◆ **GIVEN REQUEST**
Quote all of the data that follows exactly as written, skipping the images.

------

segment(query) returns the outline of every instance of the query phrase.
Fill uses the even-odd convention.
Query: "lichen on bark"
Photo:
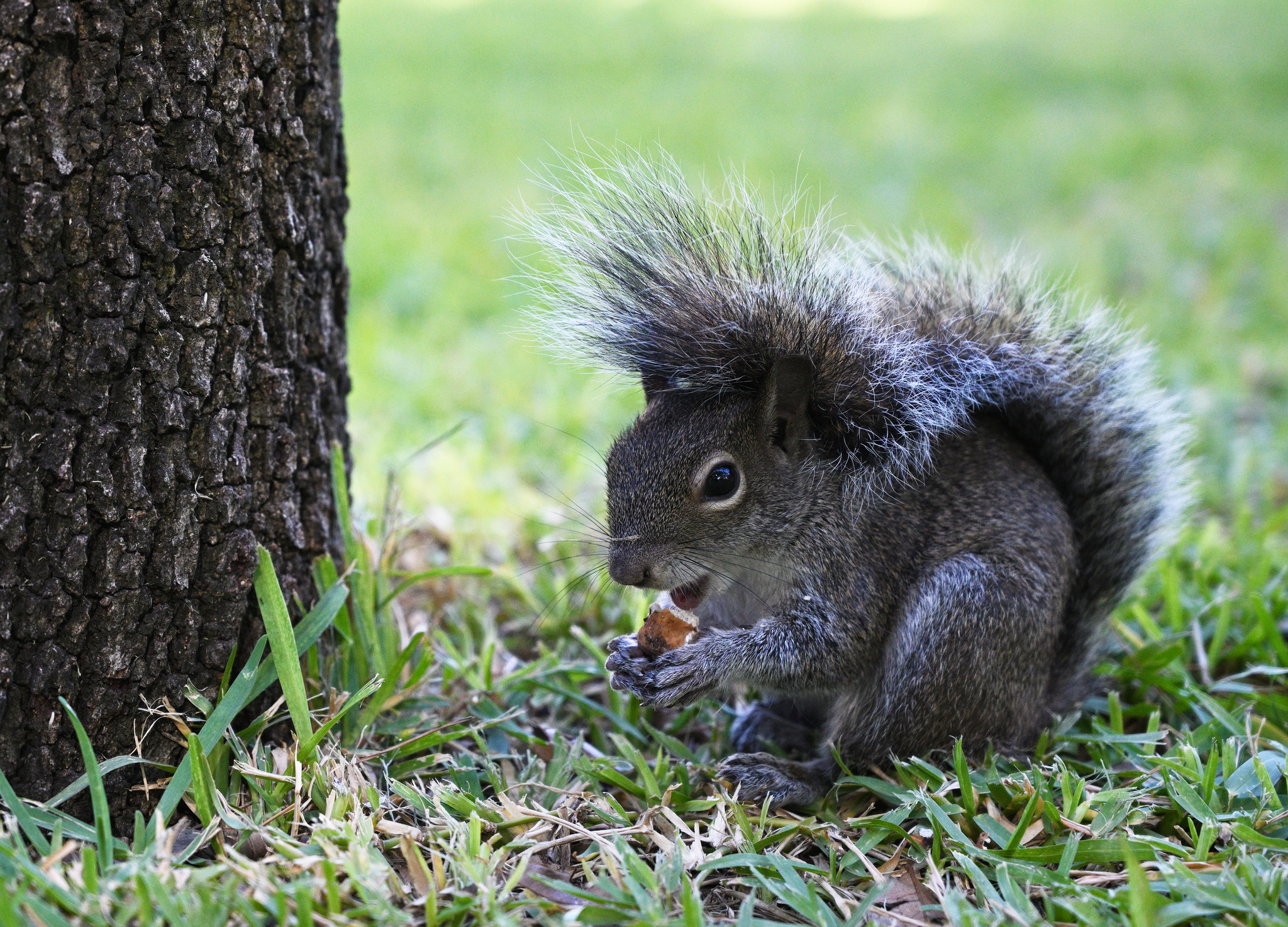
[[[334,545],[335,18],[0,0],[0,769],[22,794],[81,771],[61,695],[99,756],[133,752],[140,695],[210,689],[259,633],[255,543],[305,600]]]

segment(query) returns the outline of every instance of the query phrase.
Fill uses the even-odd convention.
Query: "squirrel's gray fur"
[[[701,601],[684,648],[613,642],[616,688],[756,688],[738,749],[822,734],[811,762],[725,761],[778,803],[826,791],[832,747],[859,767],[1023,747],[1087,694],[1188,485],[1175,406],[1104,309],[1014,264],[793,225],[742,182],[694,193],[665,156],[547,180],[527,219],[553,261],[531,276],[542,330],[648,399],[608,456],[609,570]],[[716,458],[741,475],[724,501],[702,489]]]

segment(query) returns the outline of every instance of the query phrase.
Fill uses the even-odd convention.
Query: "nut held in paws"
[[[658,609],[649,614],[644,627],[640,628],[638,640],[644,655],[653,659],[667,650],[684,646],[693,640],[697,631],[698,617],[692,612]]]

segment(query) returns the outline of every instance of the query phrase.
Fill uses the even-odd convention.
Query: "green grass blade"
[[[291,617],[286,613],[286,600],[277,582],[273,557],[268,548],[259,546],[259,566],[255,568],[255,597],[259,599],[259,612],[264,618],[264,631],[268,632],[268,645],[277,667],[277,681],[286,697],[286,708],[291,712],[295,736],[300,743],[313,736],[313,718],[309,716],[309,697],[304,691],[304,673],[300,672],[300,655],[295,648],[295,630]],[[308,760],[307,754],[301,754]]]
[[[318,604],[309,609],[309,613],[304,615],[294,630],[295,653],[298,657],[303,657],[304,651],[317,642],[318,637],[322,636],[322,632],[332,622],[339,622],[339,615],[344,610],[344,600],[348,597],[348,587],[343,582],[336,581],[331,583],[331,587],[318,600]],[[251,686],[246,700],[252,700],[274,682],[277,682],[277,666],[270,660],[259,667],[259,672],[255,676],[255,685]]]
[[[188,735],[188,758],[192,761],[192,797],[197,805],[197,818],[206,827],[215,816],[215,780],[210,774],[210,761],[201,749],[201,739]]]
[[[1010,856],[1020,848],[1020,841],[1024,839],[1024,832],[1028,830],[1029,824],[1033,823],[1033,812],[1037,810],[1038,801],[1038,793],[1034,791],[1033,797],[1029,798],[1029,803],[1024,806],[1024,814],[1020,815],[1020,820],[1015,825],[1015,830],[1011,832],[1011,838],[1006,841],[1006,847],[1002,850],[1003,856]]]
[[[37,827],[36,820],[31,816],[27,803],[13,791],[13,785],[9,784],[4,770],[0,770],[0,798],[4,798],[4,803],[9,806],[9,811],[18,819],[18,827],[27,834],[27,839],[31,841],[32,846],[40,851],[41,856],[48,856],[49,841],[45,838],[45,834],[40,833],[40,827]]]
[[[966,820],[975,816],[975,787],[970,782],[970,766],[961,738],[953,743],[953,766],[957,770],[957,791],[961,793],[961,806],[966,810]]]
[[[228,730],[228,725],[233,722],[237,712],[250,702],[251,686],[255,684],[255,673],[259,670],[259,662],[264,655],[264,645],[267,642],[267,637],[260,637],[256,641],[255,649],[250,653],[250,659],[246,660],[246,666],[237,673],[237,679],[228,686],[228,693],[219,699],[215,711],[206,718],[206,724],[201,726],[197,736],[201,738],[202,749],[207,752],[214,749],[215,744],[223,738],[224,731]],[[188,783],[191,782],[192,760],[185,756],[183,762],[179,763],[179,769],[170,778],[170,784],[166,785],[165,792],[161,793],[161,801],[157,803],[157,814],[161,815],[162,821],[170,820],[170,815],[179,807],[179,800],[183,798],[183,793],[188,789]]]
[[[487,566],[438,566],[437,569],[413,573],[394,586],[394,591],[381,599],[377,608],[386,608],[389,603],[397,599],[403,591],[424,579],[437,579],[438,577],[448,576],[492,576],[492,570]]]
[[[94,745],[89,742],[85,726],[81,725],[80,718],[76,717],[76,712],[72,711],[67,699],[59,697],[58,700],[62,703],[63,711],[67,712],[67,717],[72,720],[72,726],[76,729],[76,739],[80,742],[81,758],[85,761],[85,775],[89,776],[90,802],[94,806],[94,833],[98,837],[99,872],[107,873],[107,868],[112,864],[112,812],[107,807],[107,789],[103,788],[103,772],[99,769],[98,757],[94,756]]]
[[[403,648],[402,653],[398,654],[398,659],[395,659],[394,664],[389,667],[389,675],[380,685],[380,691],[376,694],[376,698],[371,699],[371,702],[367,703],[367,707],[362,709],[362,715],[358,716],[358,730],[366,727],[376,720],[377,715],[380,715],[380,709],[384,708],[385,702],[389,700],[389,697],[394,694],[394,689],[398,686],[398,676],[402,675],[402,668],[407,666],[407,660],[424,639],[425,632],[417,631],[416,635],[407,642],[407,646]]]
[[[170,767],[166,766],[165,763],[152,762],[151,760],[144,760],[143,757],[137,757],[137,756],[118,756],[118,757],[112,757],[111,760],[104,760],[103,762],[99,763],[99,769],[103,772],[103,775],[107,775],[108,772],[115,772],[122,766],[137,766],[139,763],[147,763],[149,766],[156,766],[165,771],[170,771]],[[89,775],[81,775],[71,785],[64,788],[62,792],[55,794],[49,801],[44,802],[44,805],[45,807],[58,807],[68,798],[80,794],[81,791],[84,791],[85,787],[88,785],[89,785]]]
[[[323,724],[321,727],[318,727],[313,733],[313,736],[310,736],[300,747],[300,753],[310,753],[312,751],[314,751],[317,745],[322,743],[322,738],[325,738],[331,731],[331,729],[336,725],[336,722],[345,715],[348,715],[350,708],[355,708],[365,698],[371,695],[371,693],[374,693],[380,686],[380,684],[381,681],[380,677],[377,676],[376,679],[367,682],[367,685],[362,686],[362,689],[359,689],[358,691],[353,693],[349,698],[346,698],[344,700],[344,704],[340,706],[340,711],[335,713],[335,717]]]

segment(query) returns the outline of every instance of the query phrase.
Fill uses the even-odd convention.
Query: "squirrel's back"
[[[996,413],[1073,525],[1050,700],[1082,694],[1097,631],[1186,503],[1185,430],[1139,341],[1014,264],[854,245],[766,214],[737,182],[694,194],[666,158],[567,162],[549,180],[528,227],[556,263],[532,281],[559,350],[714,394],[808,357],[819,453],[850,505],[917,480],[944,436]]]

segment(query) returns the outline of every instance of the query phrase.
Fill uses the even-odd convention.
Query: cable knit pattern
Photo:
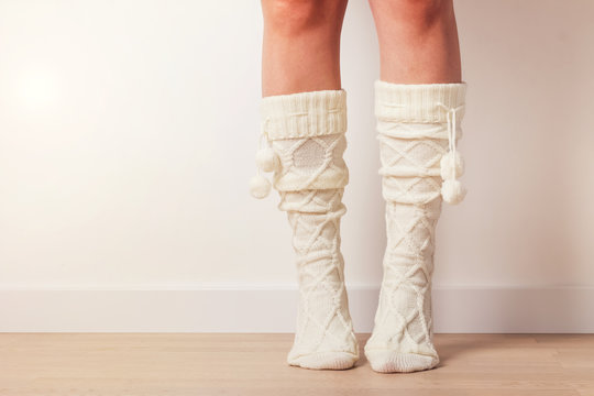
[[[365,355],[377,372],[415,372],[439,363],[431,311],[435,233],[441,175],[453,177],[440,164],[461,136],[459,124],[453,125],[455,135],[450,134],[450,116],[455,109],[462,120],[466,84],[377,81],[375,89],[387,244]]]
[[[264,133],[278,158],[273,186],[287,212],[299,283],[290,365],[343,370],[359,359],[344,288],[340,220],[349,172],[344,90],[262,100]]]

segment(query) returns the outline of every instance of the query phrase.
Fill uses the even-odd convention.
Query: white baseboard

------

◆ **IN RESPONSE**
segment(query) returns the outline of every instance of the query phrase.
Fill uses the even-odd convention.
Query: "lichen on bark"
Photo:
[[[334,545],[335,18],[0,0],[0,769],[22,794],[81,771],[61,695],[99,756],[133,752],[140,695],[210,689],[259,633],[255,543],[305,600]]]

segment(query) returns the outline of every instance of the query phrase.
Fill uses the even-odd convention.
Query: "squirrel's gray fur"
[[[701,601],[684,648],[613,642],[616,688],[756,688],[738,749],[822,734],[811,762],[725,761],[778,803],[826,791],[832,747],[859,767],[1023,747],[1087,694],[1188,485],[1175,406],[1104,309],[1014,264],[793,225],[742,182],[694,193],[665,156],[547,180],[527,219],[553,261],[531,276],[542,330],[648,399],[608,456],[609,570]],[[716,458],[741,475],[724,501],[702,489]]]

segment(query) returns the outline of every instance of the query phrase.
Fill uses the even-odd convention.
Query: "nut held in paws"
[[[658,609],[649,614],[644,627],[640,628],[638,640],[644,655],[653,659],[667,650],[684,646],[693,640],[697,631],[698,617],[692,612]]]

segment(query) returns the outline of every instance of the query phrase.
Fill uses the even-odd convention.
Query: "green grass blade"
[[[291,617],[286,613],[286,600],[277,582],[273,557],[268,548],[259,546],[259,566],[255,568],[255,597],[259,599],[259,612],[264,618],[264,631],[268,632],[268,645],[277,667],[277,681],[286,697],[286,708],[291,712],[295,736],[300,743],[313,736],[313,718],[309,716],[309,697],[304,691],[304,673],[300,672],[300,655],[295,648],[295,630]],[[308,760],[307,754],[301,754]]]
[[[318,604],[309,609],[309,613],[304,615],[294,630],[295,653],[298,657],[303,657],[304,651],[317,642],[318,637],[322,636],[322,632],[332,622],[339,622],[339,615],[344,610],[344,600],[348,597],[348,587],[343,582],[336,581],[331,583],[331,587],[318,600]],[[251,686],[246,700],[252,700],[274,682],[277,682],[277,666],[270,660],[259,667],[259,672],[255,676],[255,685]]]
[[[188,735],[188,758],[192,761],[192,797],[197,805],[197,818],[206,827],[215,816],[215,780],[210,774],[210,761],[201,749],[201,739]]]
[[[1010,856],[1020,848],[1020,841],[1024,839],[1024,832],[1028,830],[1029,824],[1033,823],[1033,812],[1037,810],[1038,801],[1038,793],[1034,791],[1033,797],[1029,798],[1029,803],[1024,806],[1024,814],[1020,815],[1020,820],[1015,825],[1015,830],[1011,832],[1011,838],[1006,841],[1006,847],[1002,850],[1003,856]]]
[[[37,827],[36,820],[31,816],[27,803],[13,791],[13,785],[9,784],[4,770],[0,770],[0,798],[4,798],[4,803],[9,806],[9,811],[18,819],[18,827],[27,834],[27,839],[31,841],[32,846],[40,851],[41,856],[48,856],[49,841],[45,838],[45,834],[40,833],[40,827]]]
[[[966,820],[975,816],[975,787],[970,782],[970,766],[961,738],[953,743],[953,766],[957,770],[957,791],[961,793],[961,806],[966,810]]]
[[[228,730],[228,725],[233,722],[237,712],[250,702],[251,686],[255,684],[255,673],[259,670],[259,662],[264,655],[264,645],[267,642],[267,637],[260,637],[256,641],[255,649],[250,653],[250,659],[246,660],[246,666],[237,673],[237,679],[228,686],[228,693],[219,699],[215,711],[206,718],[206,724],[201,726],[197,736],[201,738],[202,749],[207,752],[214,749],[215,744],[223,738],[224,731]],[[188,783],[191,782],[192,760],[185,756],[183,762],[179,763],[179,769],[170,778],[170,784],[166,785],[165,792],[161,793],[161,801],[157,803],[157,814],[161,815],[162,821],[170,820],[170,815],[179,807],[179,800],[183,798],[183,793],[188,789]]]
[[[487,566],[438,566],[437,569],[413,573],[394,586],[394,591],[381,599],[377,608],[386,608],[389,603],[397,599],[403,591],[424,579],[437,579],[438,577],[448,576],[492,576],[492,570]]]
[[[94,745],[89,742],[85,726],[81,725],[80,718],[76,717],[76,712],[72,711],[67,699],[59,697],[58,700],[62,703],[63,711],[67,712],[67,717],[72,720],[72,726],[76,729],[76,739],[80,742],[81,758],[85,761],[85,775],[89,776],[90,802],[94,806],[94,833],[98,837],[99,872],[107,873],[107,868],[112,864],[112,812],[107,807],[107,789],[103,788],[103,772],[99,769],[98,757],[94,756]]]
[[[403,648],[402,653],[398,654],[398,659],[395,659],[394,664],[389,667],[389,675],[380,685],[380,691],[376,694],[376,698],[371,699],[371,702],[367,703],[367,707],[362,709],[362,715],[358,716],[358,730],[366,727],[376,720],[377,715],[380,715],[380,709],[384,708],[385,702],[389,700],[389,697],[394,694],[394,689],[398,686],[398,676],[402,675],[402,668],[407,666],[407,660],[424,639],[425,632],[417,631],[416,635],[407,642],[407,646]]]
[[[170,767],[166,766],[165,763],[152,762],[151,760],[144,760],[143,757],[137,757],[137,756],[118,756],[118,757],[112,757],[111,760],[104,760],[103,762],[99,763],[99,769],[103,772],[103,775],[107,775],[108,772],[115,772],[122,766],[137,766],[139,763],[147,763],[149,766],[156,766],[165,771],[170,771]],[[89,775],[81,775],[71,785],[64,788],[62,792],[55,794],[49,801],[44,802],[44,805],[45,807],[58,807],[68,798],[80,794],[81,791],[84,791],[85,787],[88,785],[89,785]]]
[[[323,724],[321,727],[318,727],[313,733],[313,736],[310,736],[300,747],[300,753],[310,753],[312,751],[314,751],[317,745],[322,743],[322,738],[325,738],[331,731],[331,729],[336,725],[336,722],[345,715],[348,715],[350,708],[355,708],[365,698],[371,695],[371,693],[374,693],[380,686],[380,684],[381,681],[380,677],[377,676],[376,679],[367,682],[367,685],[362,686],[362,689],[359,689],[358,691],[353,693],[349,698],[346,698],[344,700],[344,704],[340,706],[340,711],[335,713],[335,717]]]

segment(query) returns the outline of every instance of the query phrase.
Fill uses the even-odd convention.
Query: "squirrel's back"
[[[996,413],[1073,525],[1050,700],[1082,694],[1097,631],[1186,503],[1185,430],[1139,341],[1014,264],[854,245],[766,214],[737,182],[694,194],[666,158],[567,162],[549,180],[528,227],[556,263],[532,281],[559,350],[714,394],[808,357],[819,453],[850,505],[917,480],[944,436]]]

segment(query) returns the outline of every instance of the query phrase.
Fill uses the even-odd convention.
Query: cable knit pattern
Photo:
[[[365,355],[377,372],[415,372],[439,363],[431,311],[435,233],[441,175],[453,177],[440,164],[461,136],[459,124],[453,125],[455,135],[450,134],[450,116],[455,109],[462,120],[466,84],[377,81],[375,89],[387,244]]]
[[[264,133],[278,158],[273,186],[287,212],[299,283],[290,365],[343,370],[359,359],[344,288],[340,220],[349,172],[344,90],[262,100]]]

segment(query) returns the outline of every instance of the query phrase.
Fill uses the even-odd convention.
Query: white baseboard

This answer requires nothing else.